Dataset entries

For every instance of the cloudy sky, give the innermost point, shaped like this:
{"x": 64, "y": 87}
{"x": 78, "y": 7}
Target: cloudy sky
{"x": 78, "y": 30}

**TASK DIRECTIONS:** Could you reproduce all the records exactly?

**FINAL ANSWER:**
For every instance of the cloudy sky, give the innermost point, shaped like this:
{"x": 64, "y": 87}
{"x": 78, "y": 7}
Target: cloudy sky
{"x": 78, "y": 30}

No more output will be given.